# Start of Records shown
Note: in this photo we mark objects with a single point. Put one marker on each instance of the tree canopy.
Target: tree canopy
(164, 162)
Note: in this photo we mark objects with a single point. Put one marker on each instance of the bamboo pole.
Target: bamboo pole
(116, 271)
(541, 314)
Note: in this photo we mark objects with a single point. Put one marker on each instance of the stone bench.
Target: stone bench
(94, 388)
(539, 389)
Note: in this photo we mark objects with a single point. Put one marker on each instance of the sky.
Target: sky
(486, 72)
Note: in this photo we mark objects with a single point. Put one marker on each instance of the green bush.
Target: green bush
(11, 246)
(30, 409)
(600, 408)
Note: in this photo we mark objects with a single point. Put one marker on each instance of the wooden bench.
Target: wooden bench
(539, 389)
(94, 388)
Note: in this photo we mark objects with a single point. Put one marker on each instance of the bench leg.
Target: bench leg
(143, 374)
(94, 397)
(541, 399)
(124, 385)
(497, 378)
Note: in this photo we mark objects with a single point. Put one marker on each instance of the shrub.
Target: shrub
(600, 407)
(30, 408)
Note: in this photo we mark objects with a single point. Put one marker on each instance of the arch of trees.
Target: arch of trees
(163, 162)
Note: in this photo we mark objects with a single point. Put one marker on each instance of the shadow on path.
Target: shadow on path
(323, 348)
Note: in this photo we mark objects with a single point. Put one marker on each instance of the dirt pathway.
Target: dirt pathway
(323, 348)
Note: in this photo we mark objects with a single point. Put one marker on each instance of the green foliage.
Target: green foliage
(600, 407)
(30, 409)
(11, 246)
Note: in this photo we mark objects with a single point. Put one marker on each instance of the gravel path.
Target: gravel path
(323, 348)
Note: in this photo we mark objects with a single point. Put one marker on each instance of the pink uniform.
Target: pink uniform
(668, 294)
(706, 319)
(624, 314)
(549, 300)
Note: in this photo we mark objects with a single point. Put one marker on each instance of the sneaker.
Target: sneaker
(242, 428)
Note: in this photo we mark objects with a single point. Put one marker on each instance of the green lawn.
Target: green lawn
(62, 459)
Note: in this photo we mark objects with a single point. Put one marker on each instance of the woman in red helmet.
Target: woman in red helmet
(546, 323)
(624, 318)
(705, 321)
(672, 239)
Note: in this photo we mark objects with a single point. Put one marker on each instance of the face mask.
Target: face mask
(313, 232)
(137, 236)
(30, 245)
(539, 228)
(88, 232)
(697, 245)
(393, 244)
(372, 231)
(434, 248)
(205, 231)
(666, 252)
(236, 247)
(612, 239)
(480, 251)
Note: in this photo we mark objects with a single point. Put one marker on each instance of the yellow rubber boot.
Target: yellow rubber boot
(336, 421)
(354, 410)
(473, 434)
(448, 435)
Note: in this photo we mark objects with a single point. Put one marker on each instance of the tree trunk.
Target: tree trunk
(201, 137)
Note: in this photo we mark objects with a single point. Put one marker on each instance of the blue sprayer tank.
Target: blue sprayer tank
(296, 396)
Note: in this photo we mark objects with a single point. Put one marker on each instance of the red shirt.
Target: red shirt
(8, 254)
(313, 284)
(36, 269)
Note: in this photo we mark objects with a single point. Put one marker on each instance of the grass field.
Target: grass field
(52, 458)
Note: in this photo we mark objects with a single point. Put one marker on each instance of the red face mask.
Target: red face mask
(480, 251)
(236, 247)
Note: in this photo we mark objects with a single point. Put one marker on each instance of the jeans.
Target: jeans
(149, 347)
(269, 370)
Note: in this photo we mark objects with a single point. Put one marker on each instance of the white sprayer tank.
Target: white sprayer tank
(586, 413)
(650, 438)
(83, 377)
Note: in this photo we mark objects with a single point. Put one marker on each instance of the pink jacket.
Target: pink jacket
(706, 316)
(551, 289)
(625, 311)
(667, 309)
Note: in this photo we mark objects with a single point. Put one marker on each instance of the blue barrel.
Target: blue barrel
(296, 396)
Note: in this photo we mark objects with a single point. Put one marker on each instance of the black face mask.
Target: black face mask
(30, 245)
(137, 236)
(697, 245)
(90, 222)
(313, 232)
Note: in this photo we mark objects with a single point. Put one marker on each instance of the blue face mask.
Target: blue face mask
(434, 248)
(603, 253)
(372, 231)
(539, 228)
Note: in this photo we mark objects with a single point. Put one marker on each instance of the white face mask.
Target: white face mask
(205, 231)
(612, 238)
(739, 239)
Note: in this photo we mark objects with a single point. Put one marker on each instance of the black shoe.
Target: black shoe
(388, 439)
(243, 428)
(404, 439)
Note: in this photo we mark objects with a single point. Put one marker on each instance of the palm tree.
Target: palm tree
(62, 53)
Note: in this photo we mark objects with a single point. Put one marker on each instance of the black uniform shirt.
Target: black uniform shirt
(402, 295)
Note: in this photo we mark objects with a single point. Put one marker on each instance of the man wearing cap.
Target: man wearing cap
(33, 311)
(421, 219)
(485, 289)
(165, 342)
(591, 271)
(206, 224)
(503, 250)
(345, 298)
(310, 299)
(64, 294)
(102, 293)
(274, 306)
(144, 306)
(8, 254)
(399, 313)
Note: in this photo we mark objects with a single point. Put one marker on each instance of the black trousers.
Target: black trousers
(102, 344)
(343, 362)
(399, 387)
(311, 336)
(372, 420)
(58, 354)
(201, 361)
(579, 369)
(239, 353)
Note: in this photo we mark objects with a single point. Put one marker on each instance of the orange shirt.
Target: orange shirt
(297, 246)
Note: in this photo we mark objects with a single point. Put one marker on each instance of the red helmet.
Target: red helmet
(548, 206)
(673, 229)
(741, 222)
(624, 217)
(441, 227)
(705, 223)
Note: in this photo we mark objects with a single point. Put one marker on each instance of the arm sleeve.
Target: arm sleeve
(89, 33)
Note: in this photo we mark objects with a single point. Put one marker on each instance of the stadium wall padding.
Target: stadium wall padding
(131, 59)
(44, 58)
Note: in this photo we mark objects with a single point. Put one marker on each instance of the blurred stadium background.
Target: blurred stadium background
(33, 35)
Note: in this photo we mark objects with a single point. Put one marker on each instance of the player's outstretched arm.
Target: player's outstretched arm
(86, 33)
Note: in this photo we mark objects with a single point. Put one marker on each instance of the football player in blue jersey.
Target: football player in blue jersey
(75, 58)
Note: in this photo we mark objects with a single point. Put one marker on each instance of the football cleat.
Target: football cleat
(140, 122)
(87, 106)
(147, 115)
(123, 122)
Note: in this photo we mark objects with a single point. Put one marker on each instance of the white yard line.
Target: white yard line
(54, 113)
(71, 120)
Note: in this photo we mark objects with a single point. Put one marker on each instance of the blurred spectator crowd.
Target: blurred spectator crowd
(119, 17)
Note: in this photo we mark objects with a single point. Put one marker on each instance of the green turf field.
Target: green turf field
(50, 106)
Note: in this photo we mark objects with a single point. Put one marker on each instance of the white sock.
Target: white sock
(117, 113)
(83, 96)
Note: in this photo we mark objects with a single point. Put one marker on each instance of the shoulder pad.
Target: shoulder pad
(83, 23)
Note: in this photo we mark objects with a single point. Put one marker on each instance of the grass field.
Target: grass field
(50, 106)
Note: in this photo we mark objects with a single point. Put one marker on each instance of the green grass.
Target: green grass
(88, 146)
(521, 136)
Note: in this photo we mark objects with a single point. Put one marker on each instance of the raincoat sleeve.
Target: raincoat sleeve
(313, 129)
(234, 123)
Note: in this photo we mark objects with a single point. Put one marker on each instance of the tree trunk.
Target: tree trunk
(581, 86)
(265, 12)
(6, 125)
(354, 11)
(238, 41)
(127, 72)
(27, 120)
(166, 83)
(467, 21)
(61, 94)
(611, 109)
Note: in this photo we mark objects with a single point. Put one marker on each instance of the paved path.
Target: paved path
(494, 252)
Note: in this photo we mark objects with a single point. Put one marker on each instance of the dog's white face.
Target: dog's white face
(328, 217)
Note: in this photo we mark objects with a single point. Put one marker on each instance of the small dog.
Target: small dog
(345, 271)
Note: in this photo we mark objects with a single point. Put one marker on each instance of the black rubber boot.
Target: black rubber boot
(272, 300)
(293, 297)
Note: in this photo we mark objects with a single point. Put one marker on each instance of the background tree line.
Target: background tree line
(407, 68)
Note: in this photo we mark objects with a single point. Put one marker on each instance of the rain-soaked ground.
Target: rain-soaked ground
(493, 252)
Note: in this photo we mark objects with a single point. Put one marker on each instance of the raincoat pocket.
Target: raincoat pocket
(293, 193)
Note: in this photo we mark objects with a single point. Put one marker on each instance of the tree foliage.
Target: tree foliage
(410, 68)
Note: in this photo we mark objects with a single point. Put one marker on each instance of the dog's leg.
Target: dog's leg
# End of Records shown
▶ _Problem to work on_: Starting with the line that contains "the green grass.", print each line through the last one in the listing. Include both end lines and add nothing.

▶ _Result of this task_:
Note: in this photo we mark objects with a single point. Put one marker on each instance of the green grass.
Target: green grass
(88, 146)
(521, 136)
Note: in this photo we mark objects with a single point. Put one marker on each instance of the raincoat sleeve.
Target: raincoat sleeve
(313, 129)
(234, 123)
Note: in this photo we mark objects with a single point. Put one marker on each instance of the tree trunk.
Target: tree trunk
(581, 86)
(265, 12)
(6, 125)
(354, 11)
(238, 41)
(127, 72)
(27, 120)
(166, 83)
(467, 21)
(61, 94)
(611, 109)
Note: in this photo we mark objects with a single point. Put one marker on each instance of the paved path.
Target: paved path
(494, 252)
Note: in this photo we mark objects with a single point. Put one marker on each instance of the dog's white face.
Target: dog's white face
(328, 217)
Note: in this photo we mark objects with a single point. Put one marker on each instance of the small dog.
Target: small dog
(345, 271)
Note: in this photo we mark objects with a single point. Put one marker on each instance of the black rubber boot.
Target: black rubber boot
(272, 300)
(293, 297)
Note: in this photo we mark objects with a single point. Put one marker on each instance of the background tree line.
Target: background tree line
(407, 68)
Note: in this photo we mark objects with a single point. Put one marker on each instance of the rain-soaked ground.
Target: rain-soaked ground
(493, 252)
Note: in this photo we mark objects with a single point. Put one marker on each instance of the raincoat pocket.
Target: raincoat pocket
(293, 193)
Note: in this photo we mark objects with a single point. Put one marker on each instance of the tree foliage.
Target: tree foliage
(410, 68)
Note: in this photo we mark objects with a single point. Put one marker on each instance of the dog's leg.
Target: dog's leg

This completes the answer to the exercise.